#### What this task involves:
Reply with the data below, repeated exactly in full.

Natural language region descriptions
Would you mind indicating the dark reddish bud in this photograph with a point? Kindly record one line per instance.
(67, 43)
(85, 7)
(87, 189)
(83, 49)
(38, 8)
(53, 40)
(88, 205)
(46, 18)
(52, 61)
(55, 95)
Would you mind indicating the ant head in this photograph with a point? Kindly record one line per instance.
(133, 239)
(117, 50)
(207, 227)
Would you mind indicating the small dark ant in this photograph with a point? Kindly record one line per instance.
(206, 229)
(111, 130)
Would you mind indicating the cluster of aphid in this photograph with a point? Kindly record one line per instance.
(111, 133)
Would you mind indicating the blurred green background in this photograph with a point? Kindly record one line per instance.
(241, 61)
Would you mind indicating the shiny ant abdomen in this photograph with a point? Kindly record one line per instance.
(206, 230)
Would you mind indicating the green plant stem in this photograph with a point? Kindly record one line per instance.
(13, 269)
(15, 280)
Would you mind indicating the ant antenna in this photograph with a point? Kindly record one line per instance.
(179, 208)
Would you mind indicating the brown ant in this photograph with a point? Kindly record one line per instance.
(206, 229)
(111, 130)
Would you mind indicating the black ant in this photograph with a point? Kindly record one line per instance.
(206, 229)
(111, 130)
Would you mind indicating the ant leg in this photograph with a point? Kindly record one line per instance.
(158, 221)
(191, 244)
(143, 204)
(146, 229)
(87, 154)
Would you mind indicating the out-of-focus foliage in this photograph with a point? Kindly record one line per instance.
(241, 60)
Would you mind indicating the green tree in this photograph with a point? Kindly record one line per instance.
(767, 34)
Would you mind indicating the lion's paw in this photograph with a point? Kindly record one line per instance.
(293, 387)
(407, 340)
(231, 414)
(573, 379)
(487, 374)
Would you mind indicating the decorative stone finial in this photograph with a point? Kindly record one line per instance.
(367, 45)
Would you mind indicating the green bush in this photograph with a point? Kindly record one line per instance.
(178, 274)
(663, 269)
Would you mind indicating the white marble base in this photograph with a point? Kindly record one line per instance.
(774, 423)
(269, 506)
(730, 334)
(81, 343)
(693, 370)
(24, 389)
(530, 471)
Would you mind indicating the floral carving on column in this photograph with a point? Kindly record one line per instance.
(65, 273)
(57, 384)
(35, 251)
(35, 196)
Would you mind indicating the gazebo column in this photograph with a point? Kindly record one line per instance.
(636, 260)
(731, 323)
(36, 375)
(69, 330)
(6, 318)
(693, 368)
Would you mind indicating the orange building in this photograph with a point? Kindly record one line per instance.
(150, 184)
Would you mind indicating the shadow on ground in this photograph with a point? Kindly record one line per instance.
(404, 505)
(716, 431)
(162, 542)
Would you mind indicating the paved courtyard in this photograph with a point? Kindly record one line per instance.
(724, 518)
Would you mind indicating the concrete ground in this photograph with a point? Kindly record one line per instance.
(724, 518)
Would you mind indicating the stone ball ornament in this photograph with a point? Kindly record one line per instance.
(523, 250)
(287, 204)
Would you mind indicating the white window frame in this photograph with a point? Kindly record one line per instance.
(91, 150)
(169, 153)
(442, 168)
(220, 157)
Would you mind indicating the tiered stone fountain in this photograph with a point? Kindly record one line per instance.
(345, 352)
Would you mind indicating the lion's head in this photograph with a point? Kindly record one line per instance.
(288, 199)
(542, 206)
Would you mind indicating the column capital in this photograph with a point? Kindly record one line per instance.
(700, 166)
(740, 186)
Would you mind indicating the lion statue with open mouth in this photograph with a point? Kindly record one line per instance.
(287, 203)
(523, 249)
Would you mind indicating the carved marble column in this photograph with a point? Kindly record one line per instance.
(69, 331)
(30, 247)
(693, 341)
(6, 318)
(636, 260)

#### Solution to this task:
Would you mind indicating the dark reddish bud in this photograph with a point? Kindly record one line per instance.
(67, 43)
(85, 7)
(87, 189)
(83, 49)
(38, 8)
(53, 40)
(88, 205)
(46, 18)
(52, 61)
(55, 95)
Would you mind indicating the ant head in this photograph with a point? Kindly record one line per instance.
(133, 239)
(117, 50)
(207, 227)
Would you mind indicating the small dark ant in this photograph with a point? Kindly record one line per instance.
(206, 229)
(111, 130)
Would you mind indicating the cluster of aphid in this photograph with a point? Kindly record one line per instance.
(111, 133)
Would you mind indicating the blurred green background in this photograph with a point? Kindly record one line per instance.
(241, 61)
Would you mind indicating the shiny ant abdomen in this photograph with a point? Kindly record one line per instance.
(206, 230)
Would you mind indicating the green plant stem in this photograph with a point? Kindly record one line per instance.
(13, 269)
(15, 280)
Would you mind indicating the ant antenna in this photograph with a point? Kindly record one line per instance.
(179, 208)
Would you mind indicating the brown ant in this photograph with a point? Kindly record one line per instance.
(206, 229)
(111, 130)
Would you mind indicating the black ant in this photograph with a point? Kindly record one line per instance.
(206, 229)
(111, 130)
Would you mind indicating the ant leg in this photograph with a point? Kindly record one line per instance.
(158, 221)
(191, 244)
(143, 204)
(146, 229)
(87, 154)
Would you mind indicating the out-of-focus foliage in this photograph with a point? Kindly record one line per instance.
(241, 60)
Would you mind indicating the green tree in this photograph with a point? Kindly record one line per instance.
(767, 34)
Would you mind indicating the lion's paw in this photograph with a point? Kindly record one line per instance.
(293, 387)
(407, 340)
(231, 414)
(573, 379)
(487, 374)
Would you mind indicating the decorative stone finial in this photograph with a point? Kindly record one line per instance.
(367, 45)
Would you mind indicating the green bush in this photograph with a point? Kindly record one line per instance.
(178, 274)
(663, 269)
Would you mind indicating the white marble base in this photograph with a point? Kindly record one line per instance.
(774, 423)
(269, 506)
(730, 334)
(81, 343)
(693, 370)
(24, 389)
(530, 471)
Would you mind indicating the floral carving on column in this photograph with a point? Kindly record one line per instance.
(65, 273)
(57, 384)
(35, 251)
(35, 196)
Would you mind indicating the gazebo column in this photograph with a point? Kindly record one line per instance.
(636, 260)
(731, 323)
(36, 375)
(69, 330)
(6, 318)
(693, 368)
Would you mind indicating the orange building in this photograph with a point? Kindly record one line per instance.
(150, 184)
Would you mind indicating the shadow on ground in this photograph with a point? Kindly record one line per instance.
(404, 505)
(716, 431)
(162, 542)
Would you mind indicating the paved courtyard in this photograph with a point? Kindly record one line per instance.
(724, 518)
Would you mind indicating the concrete ground in this photograph with a point? Kindly record one line per instance.
(724, 518)
Would you mind indicating the stone ball ornament in this photograph with a point? Kindly record one line per instance.
(523, 250)
(287, 204)
Would you mind indicating the white window frame in this photograph with a point? Kindly record one line per instance.
(91, 150)
(169, 153)
(442, 168)
(220, 157)
Would you mind indicating the tiered stone fountain in this photograph with a point? Kindly record one line per instance.
(345, 352)
Would you mind indicating the lion's head in this photograph with a point? Kindly record one line per instance.
(288, 199)
(542, 206)
Would you mind indicating the column capital in this photograph with a point? Kindly record one line per instance.
(700, 166)
(740, 186)
Would you mind indicating the lion statue with open mouth in this photograph with a point? Kindly record one line per instance.
(287, 203)
(523, 249)
Would you mind indicating the carved marble column in this photograph with a point? Kindly record one line per instance.
(69, 331)
(30, 247)
(693, 341)
(6, 318)
(636, 260)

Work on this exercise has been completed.